▶ FONTE
▽

Ti sposi e la mamma ti fa vivere a casa sua? Troppo poco per reclamare l’usucapione dell’appartamento

In tema di usucapione ventennale di beni immobili, il comportamento della madre, a sua volta usufruttuaria ex lege di quel bene, che ha concesso alla figlia appena sposata l’uso di un appartamento non costituisce requisito valido a far decorrere il tempo utile per l’acquisto originario della proprietà.

Questa la sintesi del principio espresso dalla Suprema Corte di Cassazione con la sentenza n. 12571/2014.

Il fatto che ha portato i giudici di piazza Cavour ad esprimersi in questo modo è di quelli usuali: causa tra familiari che litigano in merito alla proprietà di un bene immobile. Chi lo abita ne reclama l’usucapione.

Che cos’è esattamente l’usucapione?

Leggendo le sentenze e le opinioni dottrinarie non è raro veder scritto che l’usucapione rappresenta una modalità di acquisto a titolo originario della proprietà o dei diritti reali di godimento (ad eccezione delle servitù cfr. art. 1061 c.c.), in ragione del possesso dei beni reclamati purché tale possesso sia non vizioso e continuato per un determinato periodo di tempo (variabile dai dieci ai vent’anni a seconda delle circostanze).

Usucapire, quindi, vuol dire divenire proprietari (o usufruttuari o titolari di servitù) per il semplice fatto d’essersi comportati come tali per tanti anni senza che nel frattempo qualcuno abbia agito giudizialmente per contestare tale condotta.

Usucapione, cosa succede se il proprietario contesta il possesso?

Il codice civile, all’art. 1144, specifica che “gli atti compiuti con l’altrui tolleranza non possono servire di fondamento all’acquisto del possesso”.

△

▶ COMPITO BREVE 1
Nel testo sull'usucapione, quale articolo del codice civile stabilisce che gli atti compiuti con l'altrui tolleranza non possono fondare l'acquisto del possesso?
▶ COMPITO BREVE 2
Per favore, riprendi il testo sull'usucapione dopo la citazione dell'art. 1144 e proseguilo con qualche frase.

▶ ESTRATTO DEL DATASET
▽

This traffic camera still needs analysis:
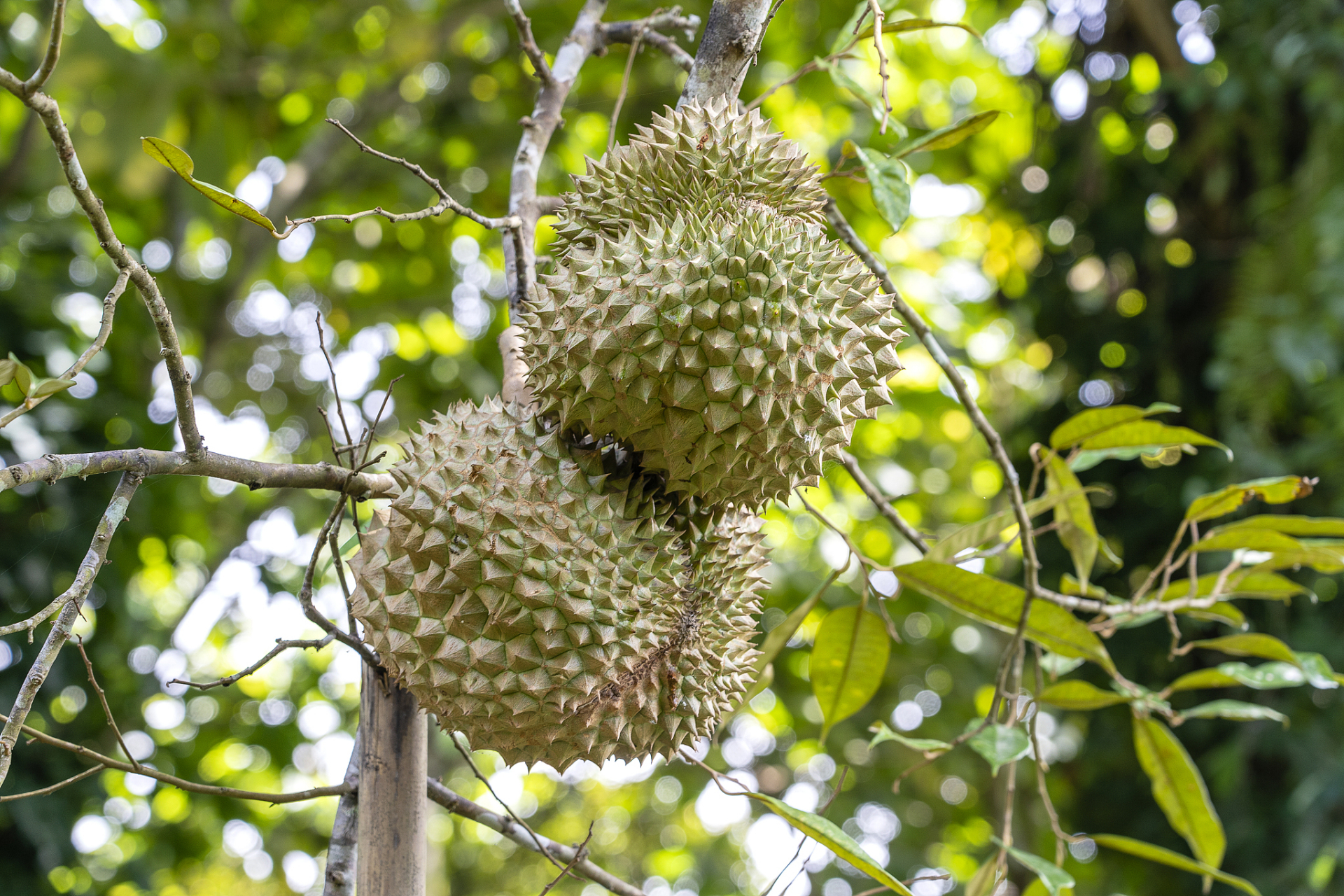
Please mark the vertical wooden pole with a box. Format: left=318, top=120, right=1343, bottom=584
left=355, top=665, right=428, bottom=896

△

▶ ESITO DEL COMPITO 1
L'art. 1144 del codice civile.

▶ ESITO DEL COMPITO 2
Insomma chi agisce in un determinato modo con il placet del proprietario, non sta possedendo un bene in modo tale da poterne ricavare l’usucapione. Non sempre è facile provare la tolleranza (spetta a chi la invoca darne prova), come allo stesso tempo non sempre è agevole dimostrare il possesso utile ai fini dell’usucapione. Vista la genericità delle norme, i casi come quello risolto dalla Cassazione con la sentenza n. 12751 paiono significativi in tal senso.

Si diceva che nella causa che ha portato gli ermellini a pronunciare la sentenza in esame, le parti litigavano in merito alla proprietà (ed alla divisione) di un bene immobile. Chi aveva chiesto l’acquisto per usucapione è rimasto deluso.

Motivo? Secondo la Corte regolatrice, che ha confermato la sentenza di secondo grado, era stata la madre a concedere alla propria figlia la casa in uso.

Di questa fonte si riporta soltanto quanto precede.